### Directive
Transcribe only the part of the listing below that begins at the line containing "Find the curtain" and runs to its final line, keeping both ends.

--- Start of Raw data ---

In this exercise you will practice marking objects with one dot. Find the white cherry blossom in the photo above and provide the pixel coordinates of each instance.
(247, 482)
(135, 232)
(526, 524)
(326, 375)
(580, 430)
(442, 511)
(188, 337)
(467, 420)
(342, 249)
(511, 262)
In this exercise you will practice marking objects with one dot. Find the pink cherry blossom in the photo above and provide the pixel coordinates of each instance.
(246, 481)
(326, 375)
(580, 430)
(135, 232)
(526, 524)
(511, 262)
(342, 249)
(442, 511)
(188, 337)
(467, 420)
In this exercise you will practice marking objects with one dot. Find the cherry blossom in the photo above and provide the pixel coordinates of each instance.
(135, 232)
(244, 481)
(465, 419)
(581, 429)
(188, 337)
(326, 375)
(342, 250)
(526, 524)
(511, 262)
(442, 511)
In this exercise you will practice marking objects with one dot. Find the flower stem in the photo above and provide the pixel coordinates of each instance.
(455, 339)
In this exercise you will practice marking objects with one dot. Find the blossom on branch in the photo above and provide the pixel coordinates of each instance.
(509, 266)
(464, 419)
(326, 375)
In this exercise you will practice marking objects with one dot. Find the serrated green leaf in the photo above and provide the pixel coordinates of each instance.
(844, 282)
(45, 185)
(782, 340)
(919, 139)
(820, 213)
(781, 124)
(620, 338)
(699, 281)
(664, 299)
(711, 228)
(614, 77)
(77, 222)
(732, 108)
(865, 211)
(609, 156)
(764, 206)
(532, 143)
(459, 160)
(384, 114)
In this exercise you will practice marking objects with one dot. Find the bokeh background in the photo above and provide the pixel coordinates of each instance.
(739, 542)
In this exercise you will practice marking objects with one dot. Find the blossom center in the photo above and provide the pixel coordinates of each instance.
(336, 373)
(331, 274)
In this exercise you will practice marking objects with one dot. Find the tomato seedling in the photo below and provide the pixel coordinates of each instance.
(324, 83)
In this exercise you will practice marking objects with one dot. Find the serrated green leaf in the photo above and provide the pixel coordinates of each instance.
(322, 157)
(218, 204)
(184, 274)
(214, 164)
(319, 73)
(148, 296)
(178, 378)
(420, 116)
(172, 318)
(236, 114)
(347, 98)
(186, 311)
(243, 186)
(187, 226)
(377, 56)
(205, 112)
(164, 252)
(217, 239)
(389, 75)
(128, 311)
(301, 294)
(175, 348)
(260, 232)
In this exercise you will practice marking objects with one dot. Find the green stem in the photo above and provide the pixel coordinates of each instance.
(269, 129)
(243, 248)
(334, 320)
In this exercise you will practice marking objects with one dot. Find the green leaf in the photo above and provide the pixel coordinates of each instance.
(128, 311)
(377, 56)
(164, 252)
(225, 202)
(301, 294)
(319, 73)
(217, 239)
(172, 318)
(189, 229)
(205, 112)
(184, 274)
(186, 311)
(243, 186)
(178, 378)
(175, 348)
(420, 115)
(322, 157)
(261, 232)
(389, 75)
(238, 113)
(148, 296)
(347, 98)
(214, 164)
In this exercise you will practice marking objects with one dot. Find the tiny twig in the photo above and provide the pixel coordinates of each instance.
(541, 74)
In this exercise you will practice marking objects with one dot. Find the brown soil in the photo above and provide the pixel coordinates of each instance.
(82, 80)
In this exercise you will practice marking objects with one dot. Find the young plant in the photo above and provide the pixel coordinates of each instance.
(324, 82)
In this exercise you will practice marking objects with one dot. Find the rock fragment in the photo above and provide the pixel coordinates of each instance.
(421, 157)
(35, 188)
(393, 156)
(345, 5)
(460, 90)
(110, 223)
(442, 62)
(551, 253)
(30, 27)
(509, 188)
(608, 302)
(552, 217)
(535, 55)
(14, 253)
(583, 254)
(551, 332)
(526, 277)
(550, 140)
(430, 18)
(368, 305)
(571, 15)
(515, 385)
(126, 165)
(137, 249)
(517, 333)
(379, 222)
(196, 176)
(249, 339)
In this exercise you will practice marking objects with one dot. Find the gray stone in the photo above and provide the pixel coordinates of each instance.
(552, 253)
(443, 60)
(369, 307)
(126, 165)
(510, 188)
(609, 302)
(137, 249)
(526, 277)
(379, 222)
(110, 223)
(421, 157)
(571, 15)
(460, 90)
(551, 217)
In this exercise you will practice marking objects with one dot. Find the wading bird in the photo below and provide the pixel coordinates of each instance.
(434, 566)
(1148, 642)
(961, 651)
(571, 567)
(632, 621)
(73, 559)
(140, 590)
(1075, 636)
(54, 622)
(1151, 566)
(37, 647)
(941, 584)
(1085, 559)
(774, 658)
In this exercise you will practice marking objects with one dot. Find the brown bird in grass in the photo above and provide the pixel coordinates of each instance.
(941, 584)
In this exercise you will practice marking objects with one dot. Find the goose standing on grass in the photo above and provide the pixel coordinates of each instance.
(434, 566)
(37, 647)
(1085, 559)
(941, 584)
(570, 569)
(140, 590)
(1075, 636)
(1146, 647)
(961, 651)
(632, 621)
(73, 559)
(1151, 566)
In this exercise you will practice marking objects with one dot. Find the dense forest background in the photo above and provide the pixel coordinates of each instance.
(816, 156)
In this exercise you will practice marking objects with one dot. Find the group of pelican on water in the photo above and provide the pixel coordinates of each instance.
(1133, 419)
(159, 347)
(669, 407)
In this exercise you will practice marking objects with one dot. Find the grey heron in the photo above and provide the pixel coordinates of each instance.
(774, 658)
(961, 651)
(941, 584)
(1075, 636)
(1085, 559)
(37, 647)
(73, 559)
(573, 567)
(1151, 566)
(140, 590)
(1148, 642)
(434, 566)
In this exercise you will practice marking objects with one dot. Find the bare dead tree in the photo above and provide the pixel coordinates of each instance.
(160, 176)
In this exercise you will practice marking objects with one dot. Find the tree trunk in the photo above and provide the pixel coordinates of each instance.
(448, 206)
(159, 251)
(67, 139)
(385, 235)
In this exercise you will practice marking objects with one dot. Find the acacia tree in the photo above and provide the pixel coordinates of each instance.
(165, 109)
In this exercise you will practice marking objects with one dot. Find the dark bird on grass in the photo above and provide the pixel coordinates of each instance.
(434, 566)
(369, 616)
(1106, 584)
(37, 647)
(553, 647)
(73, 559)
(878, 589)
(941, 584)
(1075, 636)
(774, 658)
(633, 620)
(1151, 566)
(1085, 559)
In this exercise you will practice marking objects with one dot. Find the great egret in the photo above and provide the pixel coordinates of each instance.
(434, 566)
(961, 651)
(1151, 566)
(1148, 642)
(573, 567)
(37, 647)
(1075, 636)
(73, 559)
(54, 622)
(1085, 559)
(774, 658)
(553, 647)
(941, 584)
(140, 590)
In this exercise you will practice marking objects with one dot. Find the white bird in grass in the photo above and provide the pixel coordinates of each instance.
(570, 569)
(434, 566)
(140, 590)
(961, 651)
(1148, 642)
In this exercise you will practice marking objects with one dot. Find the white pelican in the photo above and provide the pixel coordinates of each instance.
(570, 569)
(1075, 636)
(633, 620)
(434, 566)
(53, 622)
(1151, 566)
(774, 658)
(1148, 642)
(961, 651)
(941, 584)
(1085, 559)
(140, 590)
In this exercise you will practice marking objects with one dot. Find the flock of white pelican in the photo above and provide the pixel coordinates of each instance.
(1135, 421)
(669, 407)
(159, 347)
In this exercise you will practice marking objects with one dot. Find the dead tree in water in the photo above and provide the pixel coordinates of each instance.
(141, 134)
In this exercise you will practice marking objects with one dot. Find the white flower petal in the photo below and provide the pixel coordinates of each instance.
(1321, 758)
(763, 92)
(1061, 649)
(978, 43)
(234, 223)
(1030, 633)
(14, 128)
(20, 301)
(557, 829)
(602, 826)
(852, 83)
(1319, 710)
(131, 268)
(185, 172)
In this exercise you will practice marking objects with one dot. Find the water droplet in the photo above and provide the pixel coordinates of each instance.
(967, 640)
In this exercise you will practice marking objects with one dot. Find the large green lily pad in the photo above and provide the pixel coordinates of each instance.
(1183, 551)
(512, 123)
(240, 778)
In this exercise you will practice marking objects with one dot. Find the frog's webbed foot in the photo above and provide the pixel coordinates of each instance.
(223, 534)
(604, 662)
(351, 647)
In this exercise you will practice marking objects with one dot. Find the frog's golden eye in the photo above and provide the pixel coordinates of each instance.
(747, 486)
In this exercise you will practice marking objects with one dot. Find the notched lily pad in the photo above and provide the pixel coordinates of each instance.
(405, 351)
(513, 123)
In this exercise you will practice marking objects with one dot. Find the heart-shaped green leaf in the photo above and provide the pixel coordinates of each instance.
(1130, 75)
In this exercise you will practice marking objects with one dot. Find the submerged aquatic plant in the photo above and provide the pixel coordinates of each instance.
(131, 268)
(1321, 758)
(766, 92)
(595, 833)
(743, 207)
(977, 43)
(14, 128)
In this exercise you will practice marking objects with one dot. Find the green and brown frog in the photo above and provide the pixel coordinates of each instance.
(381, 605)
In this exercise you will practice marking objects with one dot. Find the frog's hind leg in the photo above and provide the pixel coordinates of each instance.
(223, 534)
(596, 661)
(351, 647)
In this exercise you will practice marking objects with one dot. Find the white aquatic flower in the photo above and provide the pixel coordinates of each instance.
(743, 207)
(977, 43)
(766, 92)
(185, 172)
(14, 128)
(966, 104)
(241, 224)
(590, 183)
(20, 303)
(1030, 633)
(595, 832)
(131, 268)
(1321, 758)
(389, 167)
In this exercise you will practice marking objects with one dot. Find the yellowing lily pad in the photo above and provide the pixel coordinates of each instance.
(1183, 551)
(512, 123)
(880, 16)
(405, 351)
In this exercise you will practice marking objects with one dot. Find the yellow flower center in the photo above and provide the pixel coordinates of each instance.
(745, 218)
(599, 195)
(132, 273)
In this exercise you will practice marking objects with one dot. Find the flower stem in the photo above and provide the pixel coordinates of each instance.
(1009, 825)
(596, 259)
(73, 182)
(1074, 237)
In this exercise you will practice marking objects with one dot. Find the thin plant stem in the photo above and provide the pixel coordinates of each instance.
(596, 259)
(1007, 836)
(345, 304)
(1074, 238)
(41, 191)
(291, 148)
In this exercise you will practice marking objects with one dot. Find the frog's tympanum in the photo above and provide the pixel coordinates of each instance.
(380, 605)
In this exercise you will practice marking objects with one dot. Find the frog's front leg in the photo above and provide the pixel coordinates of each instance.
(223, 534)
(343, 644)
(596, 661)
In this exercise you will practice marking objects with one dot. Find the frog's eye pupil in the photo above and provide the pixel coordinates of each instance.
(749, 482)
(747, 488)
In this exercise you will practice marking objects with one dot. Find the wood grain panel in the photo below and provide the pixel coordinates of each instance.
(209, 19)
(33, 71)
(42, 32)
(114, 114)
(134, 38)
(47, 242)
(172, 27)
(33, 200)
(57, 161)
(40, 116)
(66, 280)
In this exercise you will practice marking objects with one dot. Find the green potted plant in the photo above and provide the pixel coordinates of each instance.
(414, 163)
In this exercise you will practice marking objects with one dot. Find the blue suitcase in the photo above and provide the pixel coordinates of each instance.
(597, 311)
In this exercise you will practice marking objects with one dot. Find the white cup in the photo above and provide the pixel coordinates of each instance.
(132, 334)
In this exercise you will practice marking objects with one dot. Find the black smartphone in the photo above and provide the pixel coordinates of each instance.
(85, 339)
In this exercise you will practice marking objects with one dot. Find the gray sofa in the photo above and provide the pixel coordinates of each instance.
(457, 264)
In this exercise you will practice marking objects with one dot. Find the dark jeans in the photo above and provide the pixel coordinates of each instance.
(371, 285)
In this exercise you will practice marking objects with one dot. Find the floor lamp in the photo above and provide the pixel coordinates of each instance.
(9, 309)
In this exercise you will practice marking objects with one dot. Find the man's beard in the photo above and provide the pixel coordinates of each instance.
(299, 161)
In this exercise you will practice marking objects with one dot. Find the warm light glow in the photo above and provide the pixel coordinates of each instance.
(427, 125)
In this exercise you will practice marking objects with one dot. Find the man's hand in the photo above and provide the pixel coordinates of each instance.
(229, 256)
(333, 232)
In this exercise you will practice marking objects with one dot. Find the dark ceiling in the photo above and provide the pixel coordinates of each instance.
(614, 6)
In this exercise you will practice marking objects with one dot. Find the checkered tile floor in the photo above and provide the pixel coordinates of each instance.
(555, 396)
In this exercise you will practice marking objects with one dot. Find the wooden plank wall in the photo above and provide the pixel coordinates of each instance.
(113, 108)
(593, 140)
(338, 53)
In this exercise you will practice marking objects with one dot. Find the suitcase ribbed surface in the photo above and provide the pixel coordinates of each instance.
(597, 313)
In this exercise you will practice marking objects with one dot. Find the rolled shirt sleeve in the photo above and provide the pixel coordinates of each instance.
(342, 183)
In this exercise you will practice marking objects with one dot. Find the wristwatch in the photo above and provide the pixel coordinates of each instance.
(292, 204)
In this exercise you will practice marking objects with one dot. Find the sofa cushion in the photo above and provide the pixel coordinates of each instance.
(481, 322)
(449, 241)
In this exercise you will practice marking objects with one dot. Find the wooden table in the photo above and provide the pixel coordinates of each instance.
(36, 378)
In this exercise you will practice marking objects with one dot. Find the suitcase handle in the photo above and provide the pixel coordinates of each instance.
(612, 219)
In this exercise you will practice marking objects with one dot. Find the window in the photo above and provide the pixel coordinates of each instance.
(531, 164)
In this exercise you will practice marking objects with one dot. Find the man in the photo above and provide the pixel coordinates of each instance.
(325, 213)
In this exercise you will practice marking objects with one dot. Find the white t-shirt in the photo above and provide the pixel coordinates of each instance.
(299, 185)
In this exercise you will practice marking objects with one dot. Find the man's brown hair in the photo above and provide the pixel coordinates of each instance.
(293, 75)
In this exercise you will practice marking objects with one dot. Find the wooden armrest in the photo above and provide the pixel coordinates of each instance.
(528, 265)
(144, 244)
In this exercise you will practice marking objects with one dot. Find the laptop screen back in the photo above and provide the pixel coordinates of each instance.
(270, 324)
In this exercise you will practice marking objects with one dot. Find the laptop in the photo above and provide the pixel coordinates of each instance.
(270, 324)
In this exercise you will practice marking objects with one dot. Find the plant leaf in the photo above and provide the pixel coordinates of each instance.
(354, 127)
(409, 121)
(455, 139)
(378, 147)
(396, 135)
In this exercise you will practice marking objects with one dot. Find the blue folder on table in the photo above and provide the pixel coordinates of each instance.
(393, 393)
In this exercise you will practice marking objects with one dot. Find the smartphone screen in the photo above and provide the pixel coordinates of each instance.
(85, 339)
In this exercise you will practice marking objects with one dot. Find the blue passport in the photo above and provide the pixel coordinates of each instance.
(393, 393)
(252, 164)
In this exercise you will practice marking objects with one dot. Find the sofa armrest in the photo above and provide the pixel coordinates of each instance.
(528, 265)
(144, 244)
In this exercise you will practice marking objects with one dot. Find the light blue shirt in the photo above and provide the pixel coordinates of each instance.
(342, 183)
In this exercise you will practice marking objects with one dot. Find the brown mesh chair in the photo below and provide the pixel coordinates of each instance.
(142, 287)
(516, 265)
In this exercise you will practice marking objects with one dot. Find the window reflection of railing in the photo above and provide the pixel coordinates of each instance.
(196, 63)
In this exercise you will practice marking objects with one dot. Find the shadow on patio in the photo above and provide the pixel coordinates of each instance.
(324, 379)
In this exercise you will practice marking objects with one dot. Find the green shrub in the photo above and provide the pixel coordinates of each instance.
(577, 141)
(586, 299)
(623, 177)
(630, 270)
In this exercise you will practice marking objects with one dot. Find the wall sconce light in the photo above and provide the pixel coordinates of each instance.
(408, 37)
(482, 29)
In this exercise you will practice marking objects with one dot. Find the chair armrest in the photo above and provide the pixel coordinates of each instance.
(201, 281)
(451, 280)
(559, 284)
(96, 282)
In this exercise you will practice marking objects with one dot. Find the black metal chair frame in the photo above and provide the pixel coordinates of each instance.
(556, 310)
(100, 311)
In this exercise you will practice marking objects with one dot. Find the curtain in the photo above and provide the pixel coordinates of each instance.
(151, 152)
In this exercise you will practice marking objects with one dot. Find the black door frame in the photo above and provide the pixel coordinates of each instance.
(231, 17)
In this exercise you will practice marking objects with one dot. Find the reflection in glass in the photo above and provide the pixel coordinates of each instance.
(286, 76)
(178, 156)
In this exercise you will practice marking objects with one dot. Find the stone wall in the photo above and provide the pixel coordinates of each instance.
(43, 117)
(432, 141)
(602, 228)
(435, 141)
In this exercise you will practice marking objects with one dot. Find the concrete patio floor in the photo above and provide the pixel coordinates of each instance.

--- End of Raw data ---

### Result of the task
In this exercise you will practice marking objects with one dot. Find the curtain in the photo above and provide the pixel coordinates of each instance.
(151, 152)
In this exercise you will practice marking objects with one dot. Find the black door frame in the photo above and provide the pixel coordinates of each instance.
(231, 17)
In this exercise you will practice marking objects with one dot. Find the reflection in glass in the photo above and provide the pixel coordinates of each instance.
(286, 76)
(178, 156)
In this exercise you will practice marking objects with one dot. Find the stone wall in the photo above and provide the pixel coordinates of each instance.
(43, 117)
(432, 141)
(602, 228)
(435, 141)
In this exercise you will practice marking objects with one dot. Find the concrete patio floor in the photo above and provide the pixel coordinates of each instance.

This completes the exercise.